_Goal_: From the entries below, keep only the lines that contain the word "wooden", and reproduce each one in full. Case matters when matching.

_Records shown_:
○ ○ ○ ○ ○
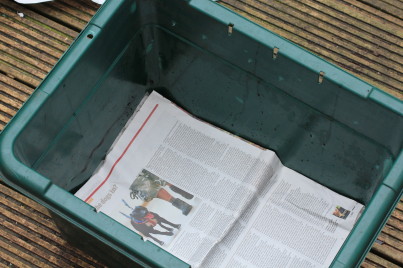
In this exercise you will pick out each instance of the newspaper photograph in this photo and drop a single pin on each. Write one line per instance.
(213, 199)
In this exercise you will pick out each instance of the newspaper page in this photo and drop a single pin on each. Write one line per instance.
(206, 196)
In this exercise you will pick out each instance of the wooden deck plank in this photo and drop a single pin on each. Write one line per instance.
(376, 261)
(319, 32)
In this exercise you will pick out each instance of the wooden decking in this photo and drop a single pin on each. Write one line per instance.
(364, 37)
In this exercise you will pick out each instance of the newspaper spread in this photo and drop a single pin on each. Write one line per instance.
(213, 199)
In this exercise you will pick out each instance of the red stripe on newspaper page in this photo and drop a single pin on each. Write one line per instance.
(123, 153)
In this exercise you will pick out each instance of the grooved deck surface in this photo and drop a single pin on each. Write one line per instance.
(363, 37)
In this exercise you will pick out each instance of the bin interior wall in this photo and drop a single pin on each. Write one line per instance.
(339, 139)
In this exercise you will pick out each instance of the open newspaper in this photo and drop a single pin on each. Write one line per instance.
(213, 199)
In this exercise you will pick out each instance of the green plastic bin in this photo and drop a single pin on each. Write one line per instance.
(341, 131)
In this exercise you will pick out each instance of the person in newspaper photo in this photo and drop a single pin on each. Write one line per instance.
○ ○ ○ ○ ○
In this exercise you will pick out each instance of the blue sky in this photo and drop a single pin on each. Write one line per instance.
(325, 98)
○ ○ ○ ○ ○
_Answer to this problem_:
In this exercise you will pick out each instance of the wooden deck plank in this photo and drop a single pin on each. Write one line per instance.
In this exercise you will pick out each instance of the wooden decking in this photo and drop a single pin on each. Write one line per instance.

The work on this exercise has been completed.